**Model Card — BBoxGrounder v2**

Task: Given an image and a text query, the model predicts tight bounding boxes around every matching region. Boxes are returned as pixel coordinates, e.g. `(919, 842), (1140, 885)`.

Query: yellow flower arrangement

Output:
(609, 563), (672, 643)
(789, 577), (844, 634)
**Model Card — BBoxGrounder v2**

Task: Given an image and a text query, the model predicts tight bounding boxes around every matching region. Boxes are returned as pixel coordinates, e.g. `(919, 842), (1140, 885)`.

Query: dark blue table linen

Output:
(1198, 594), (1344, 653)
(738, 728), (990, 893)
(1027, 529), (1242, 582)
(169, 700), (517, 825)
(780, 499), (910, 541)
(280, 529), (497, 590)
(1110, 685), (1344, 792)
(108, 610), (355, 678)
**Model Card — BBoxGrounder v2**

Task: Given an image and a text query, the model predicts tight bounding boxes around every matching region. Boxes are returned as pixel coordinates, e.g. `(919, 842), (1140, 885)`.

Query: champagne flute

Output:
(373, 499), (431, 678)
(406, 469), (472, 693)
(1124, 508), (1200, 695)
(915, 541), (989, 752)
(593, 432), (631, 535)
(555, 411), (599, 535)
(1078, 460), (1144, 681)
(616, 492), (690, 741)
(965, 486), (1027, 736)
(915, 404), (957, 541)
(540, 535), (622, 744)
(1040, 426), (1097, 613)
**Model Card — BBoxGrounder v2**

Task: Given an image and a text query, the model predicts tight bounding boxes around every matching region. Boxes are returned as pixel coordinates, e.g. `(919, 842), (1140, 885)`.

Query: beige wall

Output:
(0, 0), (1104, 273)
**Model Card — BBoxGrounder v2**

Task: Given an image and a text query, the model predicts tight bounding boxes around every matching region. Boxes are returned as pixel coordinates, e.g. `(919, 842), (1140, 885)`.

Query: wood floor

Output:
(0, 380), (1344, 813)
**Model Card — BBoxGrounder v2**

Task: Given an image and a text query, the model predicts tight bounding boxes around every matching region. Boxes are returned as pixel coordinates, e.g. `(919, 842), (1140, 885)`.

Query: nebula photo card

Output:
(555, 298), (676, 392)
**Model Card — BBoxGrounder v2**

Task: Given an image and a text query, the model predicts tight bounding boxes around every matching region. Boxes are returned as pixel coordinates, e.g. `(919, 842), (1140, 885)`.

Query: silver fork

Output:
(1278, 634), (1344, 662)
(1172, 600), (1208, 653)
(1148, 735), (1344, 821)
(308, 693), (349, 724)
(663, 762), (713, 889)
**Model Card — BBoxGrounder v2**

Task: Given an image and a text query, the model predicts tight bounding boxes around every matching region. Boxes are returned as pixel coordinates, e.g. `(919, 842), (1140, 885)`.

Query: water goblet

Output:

_Problem statement_. Copy the records from their first line through the line containing "(108, 610), (355, 678)", both included, keeping every line. Add -11 to each bounding-box coordinate in the answers, but leave the sample coordinates in the task lines unchanged.

_Result_.
**Model Card — BBoxGrounder v2**

Task: Given an image and a text query, the model predicts tight bounding boxes around every matching region. Boxes are returned as pixel coordinates, e.g. `(919, 842), (1140, 885)`.

Query: yellow flower arrangement

Output:
(598, 552), (661, 632)
(778, 566), (833, 623)
**Model Card — BBoxGrounder v2**

Task: Given an image and a text query, the model predicts tight bounding boxes around every matching region. Boxes are returned as pixel coordinates, e.g. `(919, 842), (1140, 885)`.

Query: dark blue table linen

Output:
(1187, 583), (1333, 642)
(727, 717), (979, 882)
(1016, 518), (1231, 571)
(158, 689), (506, 814)
(769, 488), (899, 530)
(269, 518), (486, 579)
(1099, 674), (1333, 781)
(97, 599), (344, 667)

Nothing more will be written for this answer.